───── Input data
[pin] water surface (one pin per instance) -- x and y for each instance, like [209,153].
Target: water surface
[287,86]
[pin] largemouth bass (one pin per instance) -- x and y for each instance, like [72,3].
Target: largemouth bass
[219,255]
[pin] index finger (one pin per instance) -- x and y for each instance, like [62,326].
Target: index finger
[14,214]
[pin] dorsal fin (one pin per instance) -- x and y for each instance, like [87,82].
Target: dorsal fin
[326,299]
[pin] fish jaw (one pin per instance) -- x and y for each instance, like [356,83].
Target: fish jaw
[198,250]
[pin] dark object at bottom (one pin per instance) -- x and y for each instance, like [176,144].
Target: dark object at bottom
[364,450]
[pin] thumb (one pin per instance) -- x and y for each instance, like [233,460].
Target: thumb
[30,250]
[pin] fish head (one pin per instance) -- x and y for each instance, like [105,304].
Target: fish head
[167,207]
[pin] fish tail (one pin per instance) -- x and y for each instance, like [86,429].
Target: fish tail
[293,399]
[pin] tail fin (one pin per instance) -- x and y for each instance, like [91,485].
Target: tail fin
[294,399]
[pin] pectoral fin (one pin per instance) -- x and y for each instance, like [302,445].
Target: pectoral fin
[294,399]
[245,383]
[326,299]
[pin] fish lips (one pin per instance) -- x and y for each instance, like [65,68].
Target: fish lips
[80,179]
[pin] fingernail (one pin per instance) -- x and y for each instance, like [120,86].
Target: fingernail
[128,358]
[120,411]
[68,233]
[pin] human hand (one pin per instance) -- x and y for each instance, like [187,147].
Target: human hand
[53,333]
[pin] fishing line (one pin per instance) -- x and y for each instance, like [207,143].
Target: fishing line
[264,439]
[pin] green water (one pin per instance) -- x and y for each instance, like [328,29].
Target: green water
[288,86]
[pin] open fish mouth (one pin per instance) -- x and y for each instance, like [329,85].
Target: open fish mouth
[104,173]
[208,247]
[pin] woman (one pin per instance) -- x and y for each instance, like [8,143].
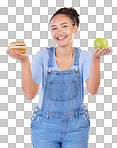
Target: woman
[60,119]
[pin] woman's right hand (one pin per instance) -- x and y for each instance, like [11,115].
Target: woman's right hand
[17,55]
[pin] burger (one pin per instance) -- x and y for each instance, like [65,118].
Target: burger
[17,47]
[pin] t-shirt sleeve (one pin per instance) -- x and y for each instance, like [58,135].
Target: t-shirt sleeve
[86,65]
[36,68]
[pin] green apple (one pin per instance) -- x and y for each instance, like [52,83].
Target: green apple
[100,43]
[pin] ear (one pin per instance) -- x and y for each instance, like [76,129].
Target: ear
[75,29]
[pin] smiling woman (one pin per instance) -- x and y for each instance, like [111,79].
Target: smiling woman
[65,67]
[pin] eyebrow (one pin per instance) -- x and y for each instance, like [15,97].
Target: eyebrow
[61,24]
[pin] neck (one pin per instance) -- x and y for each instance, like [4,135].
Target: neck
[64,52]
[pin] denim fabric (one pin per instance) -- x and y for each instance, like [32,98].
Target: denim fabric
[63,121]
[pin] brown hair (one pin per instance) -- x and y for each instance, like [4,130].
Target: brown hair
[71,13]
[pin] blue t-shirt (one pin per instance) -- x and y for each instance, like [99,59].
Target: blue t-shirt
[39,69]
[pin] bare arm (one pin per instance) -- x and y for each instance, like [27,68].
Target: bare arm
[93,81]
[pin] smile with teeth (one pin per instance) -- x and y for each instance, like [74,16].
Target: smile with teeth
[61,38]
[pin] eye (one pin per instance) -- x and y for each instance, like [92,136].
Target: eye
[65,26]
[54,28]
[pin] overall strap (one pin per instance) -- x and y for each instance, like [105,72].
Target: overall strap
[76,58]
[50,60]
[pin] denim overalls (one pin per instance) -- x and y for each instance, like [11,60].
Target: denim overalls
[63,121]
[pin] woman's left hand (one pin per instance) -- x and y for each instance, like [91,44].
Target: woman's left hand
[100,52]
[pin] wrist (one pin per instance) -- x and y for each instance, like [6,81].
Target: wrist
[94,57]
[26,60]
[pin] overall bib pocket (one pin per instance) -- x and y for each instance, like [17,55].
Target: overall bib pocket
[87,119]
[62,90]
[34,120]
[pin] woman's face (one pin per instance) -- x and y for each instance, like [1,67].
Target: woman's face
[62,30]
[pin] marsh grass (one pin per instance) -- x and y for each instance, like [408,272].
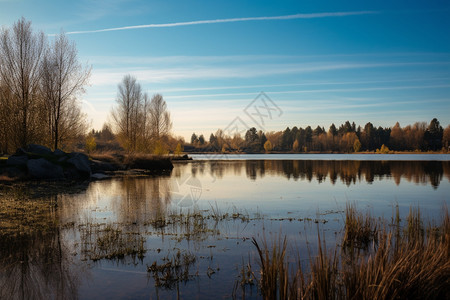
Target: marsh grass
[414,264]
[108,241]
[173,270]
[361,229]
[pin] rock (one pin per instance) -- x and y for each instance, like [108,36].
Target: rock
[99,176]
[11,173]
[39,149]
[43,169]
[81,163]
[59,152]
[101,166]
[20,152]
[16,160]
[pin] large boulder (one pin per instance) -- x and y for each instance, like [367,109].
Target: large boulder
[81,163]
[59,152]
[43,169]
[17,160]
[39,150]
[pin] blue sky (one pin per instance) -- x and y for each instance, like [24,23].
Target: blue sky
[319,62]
──────────
───── Input data
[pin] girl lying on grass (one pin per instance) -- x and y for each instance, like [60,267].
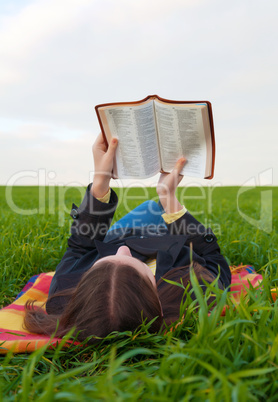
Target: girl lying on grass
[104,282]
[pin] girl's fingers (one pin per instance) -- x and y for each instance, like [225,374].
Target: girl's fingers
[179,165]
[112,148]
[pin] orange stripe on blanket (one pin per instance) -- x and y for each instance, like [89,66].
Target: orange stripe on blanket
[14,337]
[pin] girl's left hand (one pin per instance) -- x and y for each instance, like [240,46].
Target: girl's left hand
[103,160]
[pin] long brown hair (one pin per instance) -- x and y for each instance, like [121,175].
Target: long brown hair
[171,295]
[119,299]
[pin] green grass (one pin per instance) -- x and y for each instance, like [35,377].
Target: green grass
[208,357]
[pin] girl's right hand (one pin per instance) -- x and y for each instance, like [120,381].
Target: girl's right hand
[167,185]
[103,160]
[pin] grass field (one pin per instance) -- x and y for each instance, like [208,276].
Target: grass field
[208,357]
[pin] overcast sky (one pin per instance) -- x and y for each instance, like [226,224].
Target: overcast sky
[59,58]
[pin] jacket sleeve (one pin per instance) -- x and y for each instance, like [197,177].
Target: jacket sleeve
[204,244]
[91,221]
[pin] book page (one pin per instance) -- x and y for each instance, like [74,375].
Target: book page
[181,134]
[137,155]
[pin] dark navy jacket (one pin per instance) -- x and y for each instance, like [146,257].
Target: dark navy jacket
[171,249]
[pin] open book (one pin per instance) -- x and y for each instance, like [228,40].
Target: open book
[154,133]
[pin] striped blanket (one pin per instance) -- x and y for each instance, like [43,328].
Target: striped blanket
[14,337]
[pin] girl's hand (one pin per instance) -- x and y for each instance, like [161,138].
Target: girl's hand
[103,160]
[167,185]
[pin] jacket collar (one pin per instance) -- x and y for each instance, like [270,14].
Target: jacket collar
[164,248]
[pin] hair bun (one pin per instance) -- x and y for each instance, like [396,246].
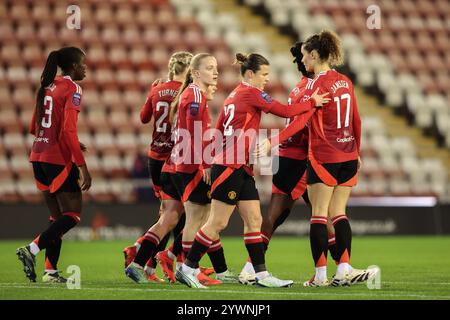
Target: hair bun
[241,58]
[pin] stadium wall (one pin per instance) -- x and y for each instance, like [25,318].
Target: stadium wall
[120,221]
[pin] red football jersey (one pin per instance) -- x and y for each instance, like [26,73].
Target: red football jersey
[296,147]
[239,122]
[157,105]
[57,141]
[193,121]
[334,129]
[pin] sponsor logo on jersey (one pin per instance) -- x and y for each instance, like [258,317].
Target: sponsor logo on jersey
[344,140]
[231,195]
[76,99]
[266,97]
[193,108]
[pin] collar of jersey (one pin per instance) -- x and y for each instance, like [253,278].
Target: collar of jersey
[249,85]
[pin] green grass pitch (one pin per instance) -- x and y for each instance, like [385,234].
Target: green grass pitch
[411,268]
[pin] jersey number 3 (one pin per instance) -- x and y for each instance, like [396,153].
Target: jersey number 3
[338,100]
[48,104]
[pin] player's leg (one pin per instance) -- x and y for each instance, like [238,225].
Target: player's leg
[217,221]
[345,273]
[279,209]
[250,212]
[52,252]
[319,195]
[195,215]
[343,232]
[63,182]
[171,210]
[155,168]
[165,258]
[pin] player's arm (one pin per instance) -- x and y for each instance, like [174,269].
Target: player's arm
──────────
Your task:
Count the lines in the items above that contain the string "wall", treating uppercase and lowercase letters as different. Reply with the number only.

Answer to this problem:
2